= Text under study =
Check out Harmonious World Midwifery  (AKA Sage Midwifery)
(Formerly known as the Greenhouse Birth Center in Okemos, MI)

The "Harmonious World" midwives are charging $3,000.00 per birth, but surely can not afford malpractice insurance to protect the families they serve.  Not only have their staff and practices gone without change, their language too remains the same:

      "The midwife is trained to work with normal, healthy pregnancies, thus she is aware       of identifying deviations from normal, healthy pregnancies, and will refer the mother
      to obstetrical care should complications arise."  

The least they could do is tell people the truth!  How about telling women they trust birth...at all costs.  If pregnancy becomes "high risk", they'll just tell you it's a variation of normal anyway.  There are assessments that can be done to evaluate risk, but these midwives will tell you instead how unnecessary those assessments are...leading to severly lacking risking out protocols.  If your baby dies because they didn't inform you of the risks, and they didn't do their jobs...well then the baby just wasn't meant to live.  If they could be honest with women, and if women still chose their care, knowing the truth, at least they are choosing something that they want and believe in. 

Instead, these midwives continue to pretend to be something they are not.  They are feeding women the same false idea that they know what to look for and will get them help if they need it.  Every single infant death and injury over the past two years, is proof that this is nothing more than a false ideal, something to lull mothers into feeling safe when they are not.  It's either a crafty marketing tool to broaden their client base, or denial in recognizing the gap between what they tell people and how they actually practice.   
Indoctrination continues: 

      "Pregnancy and birth can be a normal and empowering process in a family's life." 

...unless you are taken advantage of to advance an agenda, and/or your baby dies because of severe negligence.  How is that empowering?  

      "Thus, I have great faith in the notion that families are to be primary in the role of       
      decision-making for their care." 

This basically means that families are birthing unassisted, and should anything go wrong, the midwife has absolved herself of any, and all responsibility.  It should clearly be understood to mean that you're not paying $3,000.00 for the care of a professional that takes responsibility for your safety.  There is nothing about this relationship that will be fiduciary.  A more accurate description would be: a mother, fed a bunch of lies about how her body can do this, trained to think she will be empowered by her experience, and then left in the dark when it ends in disaster.  Midwives work very hard to craft "informed consent" to alleviate themselves of liability should things go wrong.  They hold workshops on this very topic, as evidenced in recent posts. 

Hey Audra Post, CPM, founder of "Harmonious World".  How many of the 300 babies you had the privilege of delivering died?  How many were injured?  How is it that you are under such financial and legal stress that you have to file for Chapter 7 bankruptcy to avoid a wrongful death lawsuit, but can somehow manage to open a new "business"?  My pregnancy and birth were far from "normal", and you either didn't bother to tell me, or didn't recognize that there was an enormous problem.  The same is true for your CNM "Birth Assistants", Clarice Winkler and Shelie Ross.   

Don't think for one second that the women of this community won't see through this charade ladies.  Families deserve to know the truth about who you are. Your websites, old and new, are full of misleading information.  

Your despicable actions speak for themselves.  You are not destitute.  You are not mourning. You clearly do not have one bit of remorse for the harm you have caused to many families, or you wouldn't still be practicing.  I can say you are strategic, sneaky, and relentless.  I can also say you have cost too many lives.  The kind of people you are continues to be revealed in your own actions.

Natural-language object grounding data:
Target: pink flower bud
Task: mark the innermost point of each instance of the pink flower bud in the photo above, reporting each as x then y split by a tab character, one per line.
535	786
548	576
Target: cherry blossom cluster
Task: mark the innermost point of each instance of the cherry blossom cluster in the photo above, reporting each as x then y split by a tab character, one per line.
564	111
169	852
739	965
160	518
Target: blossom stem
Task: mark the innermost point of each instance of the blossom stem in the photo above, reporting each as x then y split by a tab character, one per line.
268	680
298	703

= Your tasks =
a) For the midwifery post, say whether each statement agrees with it, answering yes or no and quoting the words that decide it: (i) the midwives charge $3,000.00 per birth; (ii) the practice was formerly known as the Greenhouse Birth Center in Lansing, MI; (iii) Audra Post is said to have delivered 300 babies.
b) Reproduce the midwifery post word for word between "Don't think for" and "your own actions.", inclusive.

= Answers per task =
a)
(i) Yes: "The "Harmonious World" midwives are charging $3,000.00 per birth"
(ii) No: "Formerly known as the Greenhouse Birth Center in Okemos, MI"
(iii) Yes: "How many of the 300 babies you had the privilege of delivering died?"

b)
Don't think for one second that the women of this community won't see through this charade ladies.  Families deserve to know the truth about who you are. Your websites, old and new, are full of misleading information.  

Your despicable actions speak for themselves.  You are not destitute.  You are not mourning. You clearly do not have one bit of remorse for the harm you have caused to many families, or you wouldn't still be practicing.  I can say you are strategic, sneaky, and relentless.  I can also say you have cost too many lives.  The kind of people you are continues to be revealed in your own actions.